▶ [SUPPLIED DATA]

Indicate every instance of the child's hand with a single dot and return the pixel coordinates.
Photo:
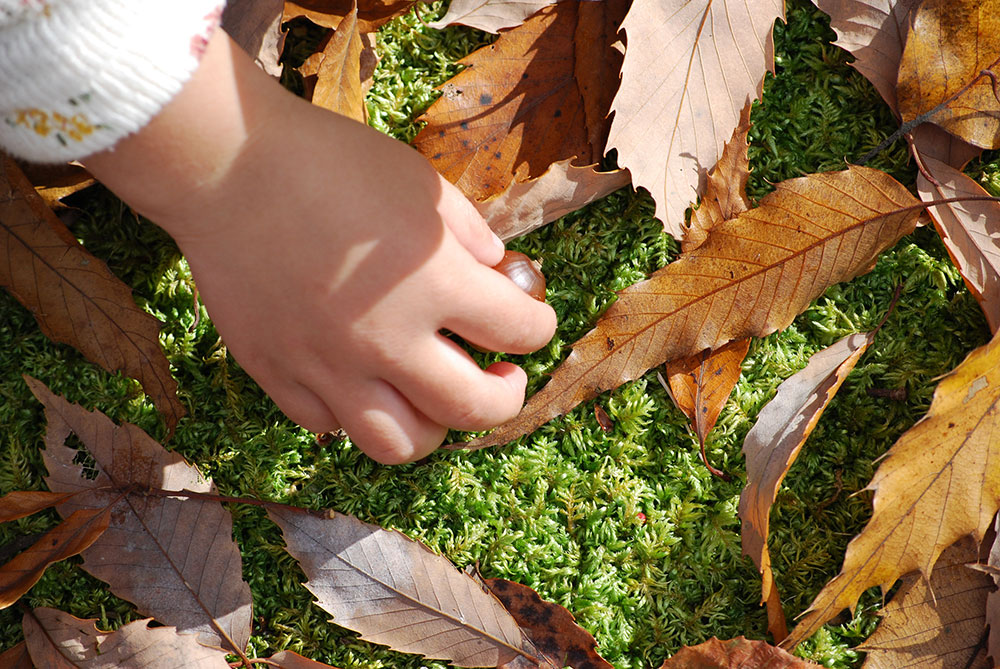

==

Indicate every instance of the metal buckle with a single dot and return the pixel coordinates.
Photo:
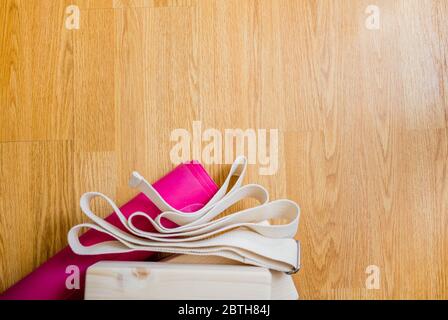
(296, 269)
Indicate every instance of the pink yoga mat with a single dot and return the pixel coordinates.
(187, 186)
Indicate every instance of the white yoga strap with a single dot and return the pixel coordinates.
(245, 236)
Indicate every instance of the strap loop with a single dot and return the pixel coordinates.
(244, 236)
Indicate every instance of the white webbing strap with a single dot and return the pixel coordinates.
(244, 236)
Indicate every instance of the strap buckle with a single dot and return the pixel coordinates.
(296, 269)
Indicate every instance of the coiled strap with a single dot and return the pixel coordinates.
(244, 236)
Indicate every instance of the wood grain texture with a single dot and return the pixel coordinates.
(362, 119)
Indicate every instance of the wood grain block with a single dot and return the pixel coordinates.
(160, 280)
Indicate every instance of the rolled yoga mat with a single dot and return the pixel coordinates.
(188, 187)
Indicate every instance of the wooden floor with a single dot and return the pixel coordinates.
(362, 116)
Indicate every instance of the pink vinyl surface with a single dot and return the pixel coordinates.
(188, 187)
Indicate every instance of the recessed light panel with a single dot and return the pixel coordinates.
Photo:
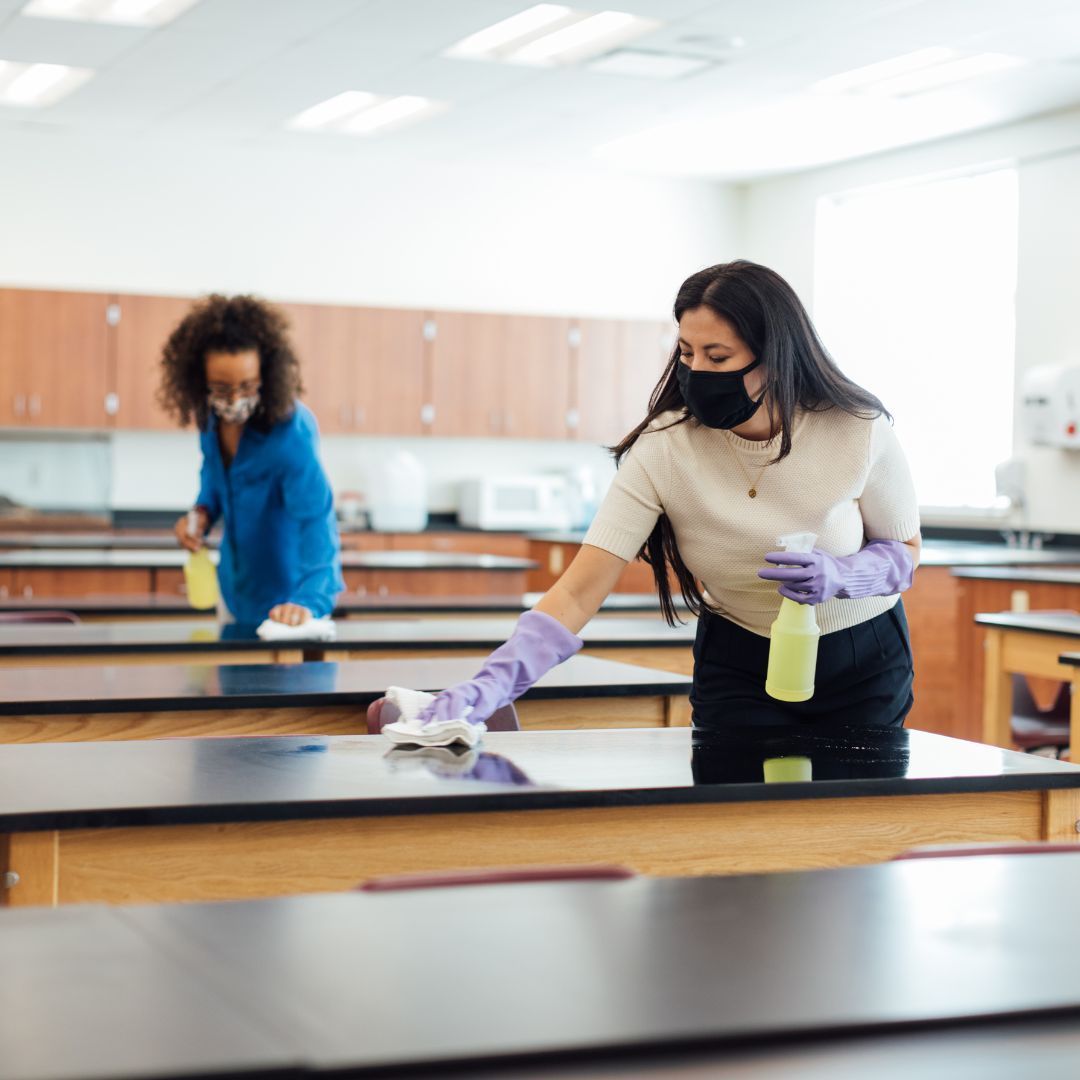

▶ [TASK GOAL] Which lines in the material above contain the word "grain"? Copy out each one, matching case exactly.

▶ [FINAL RESULT]
Indicate every instance of the wood grain texture with a single dot and return the pixel coordinates.
Indicate every instance of the wood grain block with a single dot and return the pixel coordinates.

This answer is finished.